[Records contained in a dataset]
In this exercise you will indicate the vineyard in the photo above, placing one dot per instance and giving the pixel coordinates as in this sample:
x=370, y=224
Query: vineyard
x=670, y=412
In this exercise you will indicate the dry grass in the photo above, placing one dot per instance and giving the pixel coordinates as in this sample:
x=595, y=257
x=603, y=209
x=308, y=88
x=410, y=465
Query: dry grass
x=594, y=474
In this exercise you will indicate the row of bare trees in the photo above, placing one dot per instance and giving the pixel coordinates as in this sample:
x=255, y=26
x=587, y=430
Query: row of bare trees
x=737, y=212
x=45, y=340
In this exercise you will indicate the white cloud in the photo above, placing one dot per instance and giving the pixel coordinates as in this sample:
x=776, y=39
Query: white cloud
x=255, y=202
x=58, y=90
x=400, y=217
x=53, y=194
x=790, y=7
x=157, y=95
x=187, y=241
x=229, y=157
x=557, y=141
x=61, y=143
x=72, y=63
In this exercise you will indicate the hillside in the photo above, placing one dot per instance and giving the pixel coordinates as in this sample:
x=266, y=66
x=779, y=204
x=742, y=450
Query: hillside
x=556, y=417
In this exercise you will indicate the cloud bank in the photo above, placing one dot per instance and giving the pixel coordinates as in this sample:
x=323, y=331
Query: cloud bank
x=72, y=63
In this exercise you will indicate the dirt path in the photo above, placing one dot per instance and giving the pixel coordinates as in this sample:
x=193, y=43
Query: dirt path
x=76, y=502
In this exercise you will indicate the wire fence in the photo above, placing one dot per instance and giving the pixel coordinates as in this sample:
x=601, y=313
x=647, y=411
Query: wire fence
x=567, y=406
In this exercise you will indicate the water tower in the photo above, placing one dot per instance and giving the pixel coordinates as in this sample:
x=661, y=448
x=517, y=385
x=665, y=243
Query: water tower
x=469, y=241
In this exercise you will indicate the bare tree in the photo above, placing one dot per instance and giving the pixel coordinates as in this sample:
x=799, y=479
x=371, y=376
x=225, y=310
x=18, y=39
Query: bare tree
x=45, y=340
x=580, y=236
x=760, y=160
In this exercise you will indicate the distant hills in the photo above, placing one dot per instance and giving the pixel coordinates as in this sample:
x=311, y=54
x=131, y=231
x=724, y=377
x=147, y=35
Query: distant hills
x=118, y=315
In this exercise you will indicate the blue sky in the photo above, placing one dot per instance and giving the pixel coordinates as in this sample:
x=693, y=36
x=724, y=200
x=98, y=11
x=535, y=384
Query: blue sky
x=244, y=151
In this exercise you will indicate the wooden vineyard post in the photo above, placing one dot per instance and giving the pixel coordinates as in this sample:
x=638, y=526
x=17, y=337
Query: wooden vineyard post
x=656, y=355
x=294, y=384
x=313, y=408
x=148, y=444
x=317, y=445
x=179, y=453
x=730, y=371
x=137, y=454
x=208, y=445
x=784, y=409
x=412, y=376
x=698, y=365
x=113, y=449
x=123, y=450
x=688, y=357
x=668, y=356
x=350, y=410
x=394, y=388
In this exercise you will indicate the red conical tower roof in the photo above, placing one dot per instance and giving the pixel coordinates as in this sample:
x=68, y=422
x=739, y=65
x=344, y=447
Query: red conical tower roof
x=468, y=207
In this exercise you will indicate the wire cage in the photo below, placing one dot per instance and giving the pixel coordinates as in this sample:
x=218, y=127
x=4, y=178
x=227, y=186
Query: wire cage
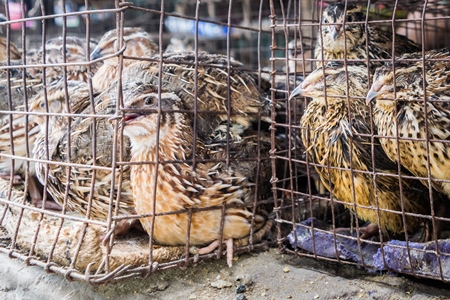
x=246, y=126
x=201, y=79
x=357, y=124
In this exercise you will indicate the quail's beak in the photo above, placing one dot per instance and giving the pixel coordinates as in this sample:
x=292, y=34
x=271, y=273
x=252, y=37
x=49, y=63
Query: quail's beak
x=297, y=91
x=96, y=53
x=375, y=91
x=371, y=95
x=336, y=31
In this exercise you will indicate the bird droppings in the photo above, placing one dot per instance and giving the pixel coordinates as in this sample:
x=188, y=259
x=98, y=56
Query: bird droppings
x=241, y=297
x=220, y=284
x=241, y=289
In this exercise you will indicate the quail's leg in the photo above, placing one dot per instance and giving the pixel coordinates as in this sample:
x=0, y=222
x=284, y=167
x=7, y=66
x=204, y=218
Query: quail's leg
x=36, y=197
x=369, y=231
x=211, y=247
x=7, y=176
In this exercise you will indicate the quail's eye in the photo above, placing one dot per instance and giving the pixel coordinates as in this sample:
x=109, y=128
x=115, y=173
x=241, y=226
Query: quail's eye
x=149, y=100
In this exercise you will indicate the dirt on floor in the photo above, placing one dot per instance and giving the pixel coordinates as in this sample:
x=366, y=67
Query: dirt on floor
x=267, y=275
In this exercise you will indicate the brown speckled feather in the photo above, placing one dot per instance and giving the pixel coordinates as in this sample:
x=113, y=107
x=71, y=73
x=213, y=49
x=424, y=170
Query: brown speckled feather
x=181, y=186
x=14, y=54
x=330, y=41
x=337, y=133
x=74, y=52
x=81, y=153
x=179, y=75
x=138, y=44
x=408, y=113
x=19, y=122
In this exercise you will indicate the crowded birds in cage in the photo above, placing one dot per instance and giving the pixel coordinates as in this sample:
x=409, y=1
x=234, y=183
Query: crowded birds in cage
x=412, y=114
x=344, y=35
x=87, y=142
x=137, y=44
x=207, y=153
x=336, y=131
x=20, y=141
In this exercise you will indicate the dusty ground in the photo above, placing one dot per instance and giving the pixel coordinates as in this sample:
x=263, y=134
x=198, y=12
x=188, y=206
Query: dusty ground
x=267, y=275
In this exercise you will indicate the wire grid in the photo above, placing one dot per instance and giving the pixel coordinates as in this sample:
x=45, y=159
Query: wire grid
x=75, y=245
x=301, y=200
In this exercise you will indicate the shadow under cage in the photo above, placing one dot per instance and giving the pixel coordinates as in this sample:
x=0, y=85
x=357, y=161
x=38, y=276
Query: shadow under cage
x=363, y=89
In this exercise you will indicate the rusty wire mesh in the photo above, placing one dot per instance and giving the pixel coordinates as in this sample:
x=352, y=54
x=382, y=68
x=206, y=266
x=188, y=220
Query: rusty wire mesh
x=74, y=242
x=310, y=218
x=275, y=41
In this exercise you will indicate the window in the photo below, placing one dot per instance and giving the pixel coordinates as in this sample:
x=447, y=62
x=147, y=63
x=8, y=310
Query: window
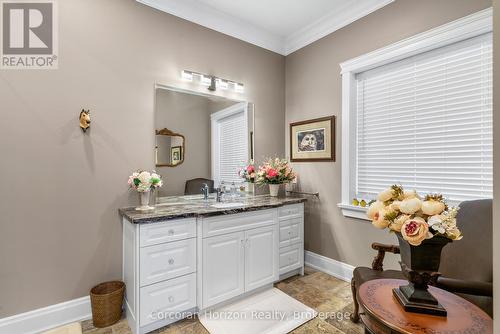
x=424, y=121
x=229, y=143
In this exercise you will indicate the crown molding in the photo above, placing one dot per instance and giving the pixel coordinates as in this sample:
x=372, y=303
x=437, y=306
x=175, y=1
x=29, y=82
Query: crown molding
x=214, y=19
x=466, y=27
x=332, y=22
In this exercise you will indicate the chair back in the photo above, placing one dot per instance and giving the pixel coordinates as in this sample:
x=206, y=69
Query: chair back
x=193, y=187
x=472, y=257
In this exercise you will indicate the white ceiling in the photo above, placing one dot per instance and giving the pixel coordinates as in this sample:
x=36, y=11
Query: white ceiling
x=282, y=26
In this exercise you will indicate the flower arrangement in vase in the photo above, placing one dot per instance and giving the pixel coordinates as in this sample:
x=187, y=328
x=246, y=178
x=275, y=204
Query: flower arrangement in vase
x=423, y=227
x=249, y=175
x=275, y=172
x=143, y=182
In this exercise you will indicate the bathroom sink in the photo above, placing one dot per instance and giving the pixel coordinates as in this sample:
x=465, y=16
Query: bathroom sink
x=227, y=205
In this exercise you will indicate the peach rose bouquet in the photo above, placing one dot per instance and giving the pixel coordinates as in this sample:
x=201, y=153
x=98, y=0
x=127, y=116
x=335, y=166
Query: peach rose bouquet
x=275, y=171
x=415, y=218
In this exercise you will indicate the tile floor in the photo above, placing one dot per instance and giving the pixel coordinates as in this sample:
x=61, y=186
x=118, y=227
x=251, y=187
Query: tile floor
x=328, y=295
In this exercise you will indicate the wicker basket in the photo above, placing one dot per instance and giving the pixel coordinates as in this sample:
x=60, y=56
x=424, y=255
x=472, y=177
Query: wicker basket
x=107, y=300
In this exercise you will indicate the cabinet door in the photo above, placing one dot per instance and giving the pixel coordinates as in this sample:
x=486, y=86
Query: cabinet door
x=261, y=257
x=223, y=268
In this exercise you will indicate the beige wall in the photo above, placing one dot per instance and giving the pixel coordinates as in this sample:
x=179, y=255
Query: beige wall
x=313, y=89
x=60, y=232
x=496, y=162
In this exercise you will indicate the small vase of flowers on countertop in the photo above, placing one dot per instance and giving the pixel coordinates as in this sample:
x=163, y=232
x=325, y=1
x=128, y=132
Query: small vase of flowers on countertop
x=249, y=174
x=143, y=182
x=275, y=172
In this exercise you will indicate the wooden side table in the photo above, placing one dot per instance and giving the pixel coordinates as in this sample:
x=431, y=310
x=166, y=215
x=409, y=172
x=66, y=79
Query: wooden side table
x=383, y=313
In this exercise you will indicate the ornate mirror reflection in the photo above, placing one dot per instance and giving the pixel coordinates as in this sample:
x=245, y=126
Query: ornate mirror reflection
x=170, y=147
x=208, y=138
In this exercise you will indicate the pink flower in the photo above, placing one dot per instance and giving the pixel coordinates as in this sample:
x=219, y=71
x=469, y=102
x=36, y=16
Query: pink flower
x=272, y=173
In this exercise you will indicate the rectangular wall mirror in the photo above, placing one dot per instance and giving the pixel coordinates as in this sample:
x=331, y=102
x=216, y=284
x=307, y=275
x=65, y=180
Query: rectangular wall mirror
x=200, y=138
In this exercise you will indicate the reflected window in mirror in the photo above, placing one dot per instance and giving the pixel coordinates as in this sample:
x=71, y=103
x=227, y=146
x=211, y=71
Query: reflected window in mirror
x=170, y=147
x=189, y=114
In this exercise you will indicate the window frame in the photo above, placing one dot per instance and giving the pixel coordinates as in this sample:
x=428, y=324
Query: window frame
x=456, y=31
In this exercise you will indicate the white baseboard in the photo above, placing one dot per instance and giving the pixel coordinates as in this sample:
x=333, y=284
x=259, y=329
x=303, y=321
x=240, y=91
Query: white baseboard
x=332, y=267
x=36, y=321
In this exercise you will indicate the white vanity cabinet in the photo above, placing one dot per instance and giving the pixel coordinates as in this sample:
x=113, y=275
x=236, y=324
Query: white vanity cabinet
x=291, y=252
x=240, y=254
x=175, y=267
x=160, y=272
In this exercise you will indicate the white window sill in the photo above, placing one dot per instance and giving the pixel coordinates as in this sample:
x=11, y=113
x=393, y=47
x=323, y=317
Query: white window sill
x=352, y=211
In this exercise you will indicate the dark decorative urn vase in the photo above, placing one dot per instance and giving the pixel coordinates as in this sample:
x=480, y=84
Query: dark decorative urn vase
x=420, y=265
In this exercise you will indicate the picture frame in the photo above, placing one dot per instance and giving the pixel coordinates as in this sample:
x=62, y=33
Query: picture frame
x=176, y=155
x=313, y=140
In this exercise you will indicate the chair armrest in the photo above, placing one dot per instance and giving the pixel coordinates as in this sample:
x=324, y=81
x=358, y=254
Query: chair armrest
x=475, y=288
x=378, y=261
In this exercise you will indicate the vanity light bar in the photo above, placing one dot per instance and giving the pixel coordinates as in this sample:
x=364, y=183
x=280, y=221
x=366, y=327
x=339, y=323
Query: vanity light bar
x=206, y=80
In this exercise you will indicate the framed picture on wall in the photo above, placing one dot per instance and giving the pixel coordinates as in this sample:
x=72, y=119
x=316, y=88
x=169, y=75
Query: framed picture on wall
x=313, y=140
x=175, y=154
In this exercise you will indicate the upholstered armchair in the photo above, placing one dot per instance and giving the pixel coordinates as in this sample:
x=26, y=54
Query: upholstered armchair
x=466, y=265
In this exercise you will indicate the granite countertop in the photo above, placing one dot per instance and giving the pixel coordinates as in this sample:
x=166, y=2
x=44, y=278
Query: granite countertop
x=195, y=206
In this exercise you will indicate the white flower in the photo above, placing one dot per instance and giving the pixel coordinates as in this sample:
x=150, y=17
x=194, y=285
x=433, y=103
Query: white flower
x=397, y=224
x=374, y=208
x=386, y=195
x=395, y=205
x=408, y=194
x=436, y=223
x=410, y=205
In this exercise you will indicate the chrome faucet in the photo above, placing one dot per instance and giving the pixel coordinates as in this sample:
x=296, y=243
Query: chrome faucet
x=205, y=190
x=219, y=193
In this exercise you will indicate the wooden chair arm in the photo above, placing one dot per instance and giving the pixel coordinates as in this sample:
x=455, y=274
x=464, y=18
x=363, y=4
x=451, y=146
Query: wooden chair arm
x=378, y=261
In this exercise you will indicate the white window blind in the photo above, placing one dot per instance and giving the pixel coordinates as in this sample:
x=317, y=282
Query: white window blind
x=426, y=122
x=232, y=146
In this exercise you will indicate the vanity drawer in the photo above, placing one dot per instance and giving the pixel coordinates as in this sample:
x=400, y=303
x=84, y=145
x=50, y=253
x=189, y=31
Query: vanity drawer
x=291, y=258
x=175, y=295
x=169, y=260
x=291, y=211
x=290, y=233
x=224, y=224
x=157, y=233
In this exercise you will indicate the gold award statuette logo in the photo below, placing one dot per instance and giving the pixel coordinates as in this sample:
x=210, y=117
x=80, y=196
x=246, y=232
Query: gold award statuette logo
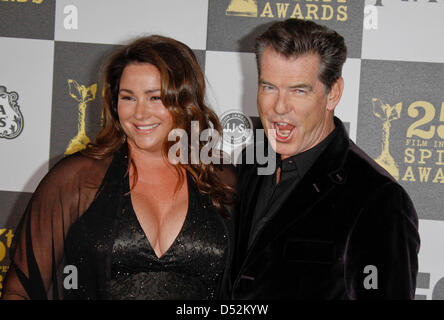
x=82, y=95
x=387, y=114
x=11, y=118
x=242, y=8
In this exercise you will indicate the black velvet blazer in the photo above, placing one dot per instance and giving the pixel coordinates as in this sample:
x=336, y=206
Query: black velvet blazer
x=347, y=231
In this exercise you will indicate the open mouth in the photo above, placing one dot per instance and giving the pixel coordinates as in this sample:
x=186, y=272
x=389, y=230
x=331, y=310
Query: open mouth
x=147, y=128
x=284, y=130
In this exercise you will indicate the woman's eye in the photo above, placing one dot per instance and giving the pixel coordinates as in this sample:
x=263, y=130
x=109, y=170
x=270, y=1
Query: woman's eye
x=129, y=98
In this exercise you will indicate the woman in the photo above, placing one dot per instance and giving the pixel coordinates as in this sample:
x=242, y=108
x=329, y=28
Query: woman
x=119, y=220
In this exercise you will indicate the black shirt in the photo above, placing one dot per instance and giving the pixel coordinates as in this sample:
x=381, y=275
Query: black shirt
x=272, y=195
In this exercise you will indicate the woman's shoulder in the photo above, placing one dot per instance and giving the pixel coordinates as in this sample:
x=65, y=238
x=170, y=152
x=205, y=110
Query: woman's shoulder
x=77, y=169
x=226, y=173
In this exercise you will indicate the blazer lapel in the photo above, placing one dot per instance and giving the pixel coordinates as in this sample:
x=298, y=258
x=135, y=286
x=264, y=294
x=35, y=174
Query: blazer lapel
x=325, y=174
x=246, y=211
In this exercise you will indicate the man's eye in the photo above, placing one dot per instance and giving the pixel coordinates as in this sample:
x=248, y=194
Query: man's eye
x=267, y=87
x=300, y=91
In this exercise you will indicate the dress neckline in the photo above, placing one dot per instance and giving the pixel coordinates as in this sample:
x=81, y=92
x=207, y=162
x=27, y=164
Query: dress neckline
x=185, y=223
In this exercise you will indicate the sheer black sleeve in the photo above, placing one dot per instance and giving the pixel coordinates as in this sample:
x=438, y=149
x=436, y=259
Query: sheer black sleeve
x=38, y=246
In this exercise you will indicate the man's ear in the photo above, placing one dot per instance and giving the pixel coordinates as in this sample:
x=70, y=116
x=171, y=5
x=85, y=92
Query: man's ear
x=335, y=94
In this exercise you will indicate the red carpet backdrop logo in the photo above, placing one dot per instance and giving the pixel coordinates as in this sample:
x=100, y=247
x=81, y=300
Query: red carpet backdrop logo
x=11, y=118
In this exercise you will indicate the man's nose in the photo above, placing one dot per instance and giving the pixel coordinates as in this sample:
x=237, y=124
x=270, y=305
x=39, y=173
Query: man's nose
x=282, y=105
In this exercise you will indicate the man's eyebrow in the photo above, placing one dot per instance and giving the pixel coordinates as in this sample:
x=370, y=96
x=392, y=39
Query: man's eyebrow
x=301, y=86
x=262, y=81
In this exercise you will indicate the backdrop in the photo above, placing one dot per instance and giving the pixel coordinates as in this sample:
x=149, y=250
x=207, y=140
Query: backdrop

### INSTRUCTIONS FOR THE TASK
In the data above, which lines lie between the line with "In this exercise you will indicate the gold" and the line with "x=246, y=232", inclusive? Print those lines exactly and nothing else.

### SOLVED PROBLEM
In this exercise you will indicate the gold award statuette logo in the photo below, placing one dot per instance and giving the pixel coordinates as in this sample:
x=210, y=117
x=80, y=196
x=246, y=232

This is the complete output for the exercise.